[Görev Tanımı]:
İzmir'deki bölge istişare toplantısı konuşmasını, gösterilen son cümlenin ardından aynı üslupla devam ettirin.

[Okuma Metni]:
_____

25.02.2007 - 1. Bölge İştişare Toplantısında Yapmış Olduğu Konuşma Metni -İzmir
Ana SayfaAna Sayfa  

Genel Başkan

Konuşmaları

 

Genel Başkanımız Sayın Dr. Devlet Bahçeli'nin

1.Bölge İştişare Toplantısında Yapmış Olduğu Konuşma Metni

25 Şubat 2007 - İzmir

 

Değerli dava arkadaşlarım

Basınımızın değerli temsilcileri

Tek başına iktidara yol aldığımız seçim sürecinde, Milliyetçi Hareket Partisi ve Türk milliyetçileri için dönüm noktası sayılacak ilk bölge istişare toplantısını Ege Bölgemizde başlatmış olmaktan kıvançlıyım.

Hepinizi en içten duygularımla selamlıyorum. Hoşgeldiniz.

Bilindiği gibi Ege, Milli Mücadele döneminin unutulmaz kahramanlıklarını yaşayan kutlu vatan coğrafyasıdır. Cumhuriyetimizin kuruluşunun müjdesi de düşmanın denize dökülmesi ile Ege’de verilmiştir.

Milli mücadele yıllarında yöneticilerin çaresizlik ve teslimiyetine baş kaldıran Efeler ve Zeybekler, yüksek bir kahramanlıkla kurtuluşa imza atmışlardır.

_____

[Verilen Malzeme]:
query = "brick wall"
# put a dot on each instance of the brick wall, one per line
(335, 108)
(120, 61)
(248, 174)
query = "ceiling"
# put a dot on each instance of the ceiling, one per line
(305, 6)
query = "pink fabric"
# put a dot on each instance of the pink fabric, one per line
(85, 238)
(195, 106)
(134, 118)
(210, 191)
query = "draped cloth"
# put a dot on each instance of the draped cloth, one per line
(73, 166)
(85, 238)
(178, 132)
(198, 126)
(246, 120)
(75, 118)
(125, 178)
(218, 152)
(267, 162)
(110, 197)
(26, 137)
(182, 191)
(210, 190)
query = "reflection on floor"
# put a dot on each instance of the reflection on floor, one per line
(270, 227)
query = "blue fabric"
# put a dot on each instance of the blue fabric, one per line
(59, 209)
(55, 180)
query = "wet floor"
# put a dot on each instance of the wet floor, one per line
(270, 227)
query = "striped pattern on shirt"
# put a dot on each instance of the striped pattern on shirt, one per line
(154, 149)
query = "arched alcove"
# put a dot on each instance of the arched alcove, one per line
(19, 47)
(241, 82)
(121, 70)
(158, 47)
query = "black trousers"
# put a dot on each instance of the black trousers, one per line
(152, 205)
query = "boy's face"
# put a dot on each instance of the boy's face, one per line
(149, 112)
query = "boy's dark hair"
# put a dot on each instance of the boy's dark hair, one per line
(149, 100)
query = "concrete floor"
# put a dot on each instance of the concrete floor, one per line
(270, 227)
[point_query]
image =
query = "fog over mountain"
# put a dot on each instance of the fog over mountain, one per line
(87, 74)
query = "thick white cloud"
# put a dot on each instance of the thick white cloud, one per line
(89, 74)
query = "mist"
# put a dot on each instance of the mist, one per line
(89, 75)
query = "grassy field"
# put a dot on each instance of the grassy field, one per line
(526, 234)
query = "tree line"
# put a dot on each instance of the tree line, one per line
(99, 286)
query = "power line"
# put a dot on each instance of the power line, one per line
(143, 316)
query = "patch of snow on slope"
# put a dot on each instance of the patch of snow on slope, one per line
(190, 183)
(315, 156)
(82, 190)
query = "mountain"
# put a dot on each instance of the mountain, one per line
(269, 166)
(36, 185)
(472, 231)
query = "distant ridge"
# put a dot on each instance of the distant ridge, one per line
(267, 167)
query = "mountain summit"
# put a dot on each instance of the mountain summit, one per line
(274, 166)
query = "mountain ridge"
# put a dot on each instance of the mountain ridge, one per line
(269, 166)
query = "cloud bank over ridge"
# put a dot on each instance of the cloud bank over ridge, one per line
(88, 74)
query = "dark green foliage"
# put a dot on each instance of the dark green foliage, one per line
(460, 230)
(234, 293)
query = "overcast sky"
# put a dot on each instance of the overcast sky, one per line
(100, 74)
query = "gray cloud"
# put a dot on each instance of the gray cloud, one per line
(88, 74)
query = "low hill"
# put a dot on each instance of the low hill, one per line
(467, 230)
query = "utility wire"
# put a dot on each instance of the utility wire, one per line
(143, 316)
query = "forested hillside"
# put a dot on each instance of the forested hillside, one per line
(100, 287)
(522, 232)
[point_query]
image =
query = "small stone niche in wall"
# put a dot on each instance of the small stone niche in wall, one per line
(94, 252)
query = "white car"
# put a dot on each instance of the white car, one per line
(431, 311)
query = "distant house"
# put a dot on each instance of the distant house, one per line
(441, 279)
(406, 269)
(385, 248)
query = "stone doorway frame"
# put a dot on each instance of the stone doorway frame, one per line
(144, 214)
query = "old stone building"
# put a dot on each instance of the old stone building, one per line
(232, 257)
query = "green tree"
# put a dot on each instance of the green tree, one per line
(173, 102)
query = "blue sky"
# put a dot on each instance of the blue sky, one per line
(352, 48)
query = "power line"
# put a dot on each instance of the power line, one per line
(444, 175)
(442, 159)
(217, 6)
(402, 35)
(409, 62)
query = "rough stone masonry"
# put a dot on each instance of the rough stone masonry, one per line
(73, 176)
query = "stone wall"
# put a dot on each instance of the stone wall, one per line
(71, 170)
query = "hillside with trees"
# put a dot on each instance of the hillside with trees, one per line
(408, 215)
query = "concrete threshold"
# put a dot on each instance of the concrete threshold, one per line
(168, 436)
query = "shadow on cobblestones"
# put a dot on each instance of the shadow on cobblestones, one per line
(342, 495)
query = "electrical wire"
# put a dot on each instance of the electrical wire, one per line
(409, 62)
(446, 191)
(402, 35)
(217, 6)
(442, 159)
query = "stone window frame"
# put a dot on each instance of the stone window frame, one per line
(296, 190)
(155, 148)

_____

[Alıştırma Cevabı]:
Bugün de kahraman Ege halkının demokratik bir doğruluşun adresi olan Milliyetçi Hareket Partisi saflarında aynı mücadeleyi vereceklerinden kuşkum yoktur.

Bu nedenle yürekten inanıyorum ki, bu toplantı da, işgalcilere sıkılan “ilk kurşun” hadisesi kadar önemli sayılacak, ülke ve millet bekası açısından hayati neticelere vesile olacaktır.

Lider ülke Türkiye ülküsü ile yola çıkan Türk milliyetçileri, bu buluşma ile Türk devletinin ve Türk milletinin kötü giden talihini değiştirecek, yeni bir başlangıca damgalarını vuracaklardır.

Malumunuz olduğu üzere milliyetçi-ülkücü irade Kasım ayı içinde tecelli ederek demokratik tercihlerini kullanmış ve 8 Olağan Büyük Kurultayımızı başarıyla gerçekleştirmiştir.

Milliyetçi Hareket Partisi, 2007 yılı içerisinde, erken ya da zamanında, seçim sandığının mukadder olduğu bir sürece girerken Tek başına İktidar hedefine adım adım yaklaşmaktadır.

Bu kapsamda yürüttüğümüz çalışmalarla Partimizin Divan ve MYK üyeleri illerimizde düzenlenen Genişletilmiş İl İstişare Toplantılarını geçtiğimiz haftalarda tamamlamışlardır.

Bugün ise Ege Bölgemizi kapsayan İzmir, Manisa, Denizli, Muğla, Uşak ve Aydın illerinin parti temsilcileri ile istişarelerde bulunmak üzere toplanmış bulunuyoruz.

Toplantı münabesetiyle, Merkez Yürütme Kurulu Üyelerimiz, eski milletvekillerimiz, eski MYK üyelerimiz, il,ilçe ve belde başkanlarımız, eski ve yeni belediye başkanlarımız, Kadın Kolları yöneticilerimiz, İl Genel Meclisi üyelerimiz , Belediye Meclis üyelerimiz ve teşkilat mensuplarımız bir araya gelerek İzmir’e konuk oluyoruz.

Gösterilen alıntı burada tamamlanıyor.